Photo-based point labeling data
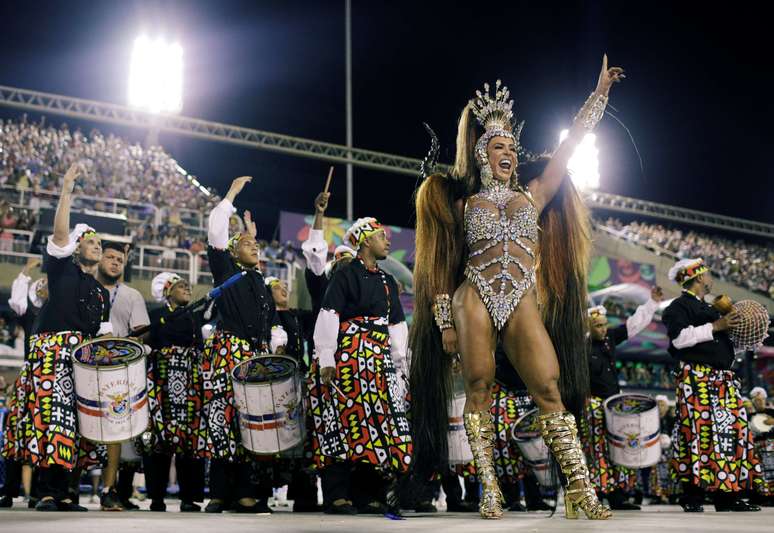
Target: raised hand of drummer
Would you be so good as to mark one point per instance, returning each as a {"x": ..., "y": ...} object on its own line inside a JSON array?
[
  {"x": 321, "y": 202},
  {"x": 236, "y": 187},
  {"x": 68, "y": 183},
  {"x": 32, "y": 264},
  {"x": 249, "y": 224},
  {"x": 657, "y": 294},
  {"x": 608, "y": 76},
  {"x": 327, "y": 373},
  {"x": 449, "y": 341},
  {"x": 729, "y": 321}
]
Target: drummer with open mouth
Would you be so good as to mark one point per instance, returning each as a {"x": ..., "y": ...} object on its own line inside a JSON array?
[
  {"x": 712, "y": 446},
  {"x": 78, "y": 308},
  {"x": 609, "y": 479},
  {"x": 248, "y": 325}
]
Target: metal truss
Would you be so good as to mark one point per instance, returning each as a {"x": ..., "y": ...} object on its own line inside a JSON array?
[{"x": 297, "y": 146}]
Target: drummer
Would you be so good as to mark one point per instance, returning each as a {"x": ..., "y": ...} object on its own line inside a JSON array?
[
  {"x": 248, "y": 326},
  {"x": 298, "y": 324},
  {"x": 174, "y": 394},
  {"x": 609, "y": 479},
  {"x": 127, "y": 314},
  {"x": 27, "y": 298},
  {"x": 361, "y": 431},
  {"x": 707, "y": 398},
  {"x": 78, "y": 308},
  {"x": 315, "y": 249},
  {"x": 763, "y": 436},
  {"x": 511, "y": 401}
]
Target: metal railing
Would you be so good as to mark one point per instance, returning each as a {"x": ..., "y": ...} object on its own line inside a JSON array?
[
  {"x": 135, "y": 212},
  {"x": 147, "y": 261},
  {"x": 626, "y": 236}
]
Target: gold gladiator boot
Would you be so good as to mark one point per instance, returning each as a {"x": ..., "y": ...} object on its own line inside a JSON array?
[
  {"x": 561, "y": 435},
  {"x": 480, "y": 430}
]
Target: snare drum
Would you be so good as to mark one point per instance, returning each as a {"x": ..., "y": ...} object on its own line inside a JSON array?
[
  {"x": 633, "y": 430},
  {"x": 267, "y": 396},
  {"x": 536, "y": 454},
  {"x": 110, "y": 389}
]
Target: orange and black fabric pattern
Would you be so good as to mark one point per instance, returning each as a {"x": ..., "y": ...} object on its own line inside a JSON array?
[
  {"x": 369, "y": 422},
  {"x": 712, "y": 444},
  {"x": 605, "y": 475},
  {"x": 218, "y": 435},
  {"x": 175, "y": 398},
  {"x": 48, "y": 424}
]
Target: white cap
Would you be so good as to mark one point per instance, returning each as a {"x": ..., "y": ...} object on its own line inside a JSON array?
[
  {"x": 161, "y": 283},
  {"x": 32, "y": 293},
  {"x": 681, "y": 265},
  {"x": 344, "y": 249},
  {"x": 355, "y": 232}
]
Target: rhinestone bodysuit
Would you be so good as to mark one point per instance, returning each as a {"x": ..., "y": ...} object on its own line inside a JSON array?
[{"x": 501, "y": 230}]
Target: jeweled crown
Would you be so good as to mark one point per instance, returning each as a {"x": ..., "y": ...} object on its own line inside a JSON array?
[{"x": 493, "y": 113}]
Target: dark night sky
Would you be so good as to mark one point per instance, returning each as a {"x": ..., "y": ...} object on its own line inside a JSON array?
[{"x": 698, "y": 98}]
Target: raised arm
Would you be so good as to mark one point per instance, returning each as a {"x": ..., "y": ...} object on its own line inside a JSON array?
[
  {"x": 61, "y": 236},
  {"x": 217, "y": 230},
  {"x": 545, "y": 187},
  {"x": 315, "y": 249},
  {"x": 20, "y": 287}
]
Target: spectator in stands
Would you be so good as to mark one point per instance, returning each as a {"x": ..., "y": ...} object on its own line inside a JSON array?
[{"x": 742, "y": 263}]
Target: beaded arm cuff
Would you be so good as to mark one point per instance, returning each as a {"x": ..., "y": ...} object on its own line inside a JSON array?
[
  {"x": 442, "y": 312},
  {"x": 592, "y": 111}
]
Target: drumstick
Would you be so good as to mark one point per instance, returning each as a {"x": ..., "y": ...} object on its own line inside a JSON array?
[{"x": 328, "y": 182}]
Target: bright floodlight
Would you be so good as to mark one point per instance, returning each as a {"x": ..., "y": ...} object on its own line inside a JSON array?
[
  {"x": 156, "y": 75},
  {"x": 584, "y": 163}
]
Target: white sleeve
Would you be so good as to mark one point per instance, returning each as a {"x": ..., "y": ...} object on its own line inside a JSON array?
[
  {"x": 326, "y": 337},
  {"x": 398, "y": 346},
  {"x": 641, "y": 318},
  {"x": 315, "y": 251},
  {"x": 279, "y": 337},
  {"x": 19, "y": 289},
  {"x": 693, "y": 335},
  {"x": 60, "y": 252},
  {"x": 217, "y": 228},
  {"x": 139, "y": 316}
]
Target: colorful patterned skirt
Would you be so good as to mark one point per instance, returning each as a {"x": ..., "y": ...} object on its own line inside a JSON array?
[
  {"x": 48, "y": 424},
  {"x": 11, "y": 429},
  {"x": 764, "y": 450},
  {"x": 218, "y": 436},
  {"x": 507, "y": 408},
  {"x": 712, "y": 445},
  {"x": 369, "y": 423},
  {"x": 175, "y": 398},
  {"x": 606, "y": 476}
]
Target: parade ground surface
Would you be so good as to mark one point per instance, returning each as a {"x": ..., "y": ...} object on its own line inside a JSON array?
[{"x": 661, "y": 519}]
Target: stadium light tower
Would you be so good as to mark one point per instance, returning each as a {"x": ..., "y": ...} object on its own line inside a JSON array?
[
  {"x": 156, "y": 75},
  {"x": 584, "y": 163}
]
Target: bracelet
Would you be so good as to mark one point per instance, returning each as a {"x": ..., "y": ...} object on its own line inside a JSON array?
[
  {"x": 442, "y": 312},
  {"x": 592, "y": 111}
]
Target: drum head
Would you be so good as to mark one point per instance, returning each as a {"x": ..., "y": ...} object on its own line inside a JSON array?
[
  {"x": 108, "y": 351},
  {"x": 265, "y": 369},
  {"x": 526, "y": 427},
  {"x": 630, "y": 404}
]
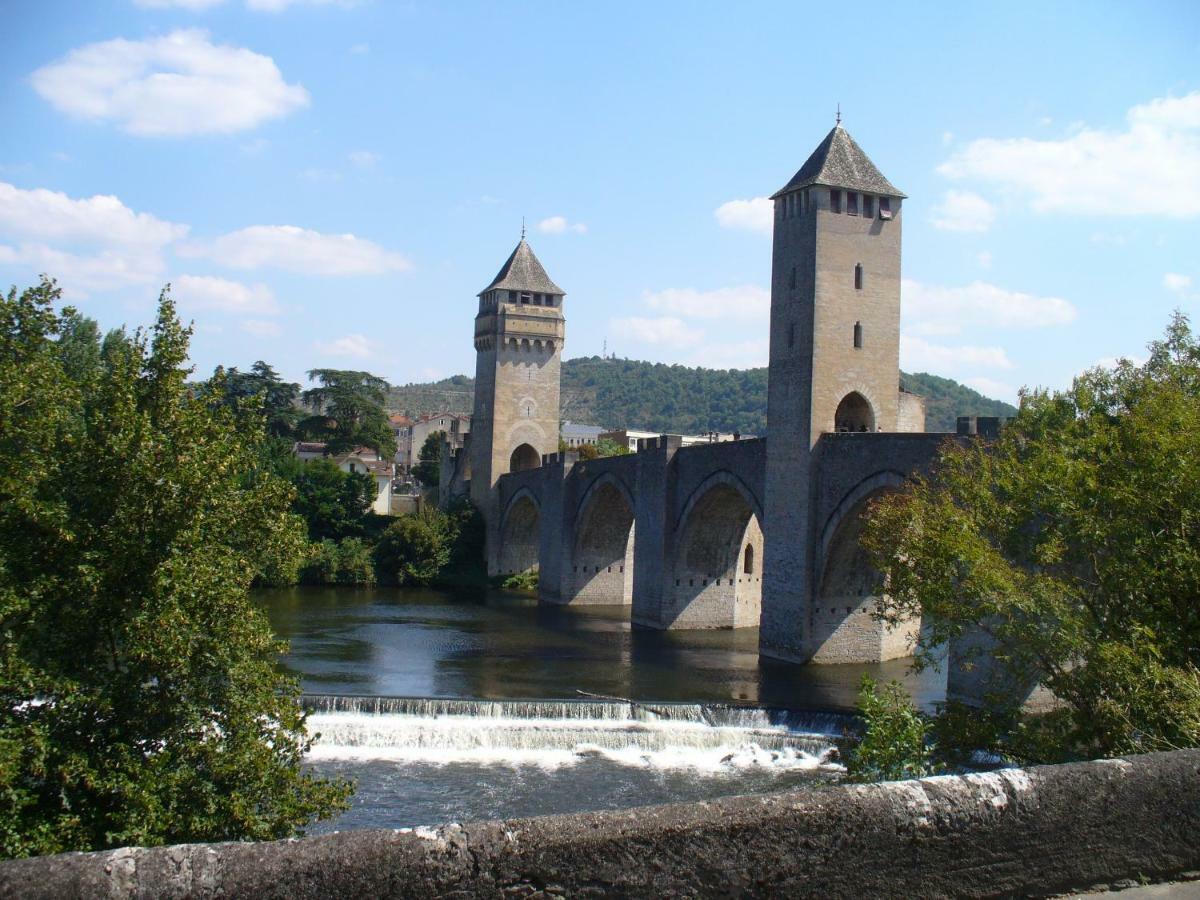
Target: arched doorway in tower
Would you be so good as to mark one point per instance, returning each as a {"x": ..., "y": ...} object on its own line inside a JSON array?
[
  {"x": 525, "y": 457},
  {"x": 843, "y": 628},
  {"x": 717, "y": 577},
  {"x": 603, "y": 562},
  {"x": 853, "y": 413},
  {"x": 520, "y": 537}
]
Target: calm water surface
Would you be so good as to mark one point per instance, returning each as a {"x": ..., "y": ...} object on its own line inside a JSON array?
[
  {"x": 463, "y": 762},
  {"x": 430, "y": 643}
]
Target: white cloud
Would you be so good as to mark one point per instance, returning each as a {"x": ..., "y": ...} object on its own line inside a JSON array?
[
  {"x": 79, "y": 274},
  {"x": 1149, "y": 168},
  {"x": 202, "y": 292},
  {"x": 364, "y": 159},
  {"x": 748, "y": 301},
  {"x": 754, "y": 215},
  {"x": 103, "y": 219},
  {"x": 281, "y": 5},
  {"x": 298, "y": 250},
  {"x": 193, "y": 5},
  {"x": 257, "y": 5},
  {"x": 933, "y": 309},
  {"x": 661, "y": 330},
  {"x": 964, "y": 211},
  {"x": 348, "y": 346},
  {"x": 262, "y": 328},
  {"x": 558, "y": 225},
  {"x": 919, "y": 355},
  {"x": 169, "y": 87},
  {"x": 89, "y": 244},
  {"x": 991, "y": 388},
  {"x": 1176, "y": 282}
]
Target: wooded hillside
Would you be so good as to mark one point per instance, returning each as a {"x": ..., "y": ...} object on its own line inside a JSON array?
[{"x": 616, "y": 393}]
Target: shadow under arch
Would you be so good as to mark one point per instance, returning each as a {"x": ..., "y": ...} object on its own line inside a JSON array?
[
  {"x": 603, "y": 556},
  {"x": 520, "y": 535},
  {"x": 841, "y": 625},
  {"x": 718, "y": 533},
  {"x": 853, "y": 413}
]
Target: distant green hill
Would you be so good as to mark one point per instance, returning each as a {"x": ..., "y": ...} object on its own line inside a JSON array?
[{"x": 682, "y": 401}]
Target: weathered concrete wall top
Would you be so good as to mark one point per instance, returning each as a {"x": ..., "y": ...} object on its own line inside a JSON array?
[{"x": 1029, "y": 832}]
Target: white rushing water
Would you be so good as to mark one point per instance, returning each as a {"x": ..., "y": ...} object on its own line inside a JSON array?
[{"x": 552, "y": 735}]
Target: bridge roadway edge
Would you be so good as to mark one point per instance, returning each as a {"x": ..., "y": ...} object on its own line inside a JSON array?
[{"x": 1014, "y": 832}]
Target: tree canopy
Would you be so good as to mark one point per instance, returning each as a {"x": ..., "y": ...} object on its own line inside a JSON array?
[
  {"x": 139, "y": 696},
  {"x": 1069, "y": 550},
  {"x": 348, "y": 412}
]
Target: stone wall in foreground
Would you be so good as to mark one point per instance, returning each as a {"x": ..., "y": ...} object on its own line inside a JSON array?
[{"x": 1013, "y": 832}]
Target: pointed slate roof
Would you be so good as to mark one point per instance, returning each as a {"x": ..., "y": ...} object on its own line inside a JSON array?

*Goal*. Exactly reproduce the lines beginning with the one that contains "Target: weathered concrete wall top" and ending with the last line of the material, both included. Leave out everything else.

*The answer*.
Target: weathered concrete wall top
Would you be so good as to mark one point per instance, returning each as a {"x": ..., "y": ...} object on its own line inside a JSON array?
[{"x": 1029, "y": 832}]
Target: white rushing water
Would you be so good as to mark one point per instance, returning each as a {"x": ..., "y": ...} object on its own line inside a JSON array?
[{"x": 552, "y": 735}]
Target: bridge roadway edge
Would you be so good as to mark one point per instance, returning each as a {"x": ..., "y": ...} object on its own line inside a JSON array?
[{"x": 1014, "y": 832}]
Target: tree canopy
Would you be so good as to mark one point per instance, returning each as a {"x": ..., "y": ...} object on its own line inside a JSON array?
[
  {"x": 139, "y": 696},
  {"x": 1069, "y": 550},
  {"x": 348, "y": 412}
]
Target: stone wall in foreground
Would you be so good as to mark one point per instance, returning each as a {"x": ..., "y": ...} object on its own line inside a JSON array?
[{"x": 1013, "y": 832}]
Target: pointed slate roof
Would you be so good as to mark one point per instance, returning each as a {"x": ..., "y": ...} object on its own line inside a JSON array?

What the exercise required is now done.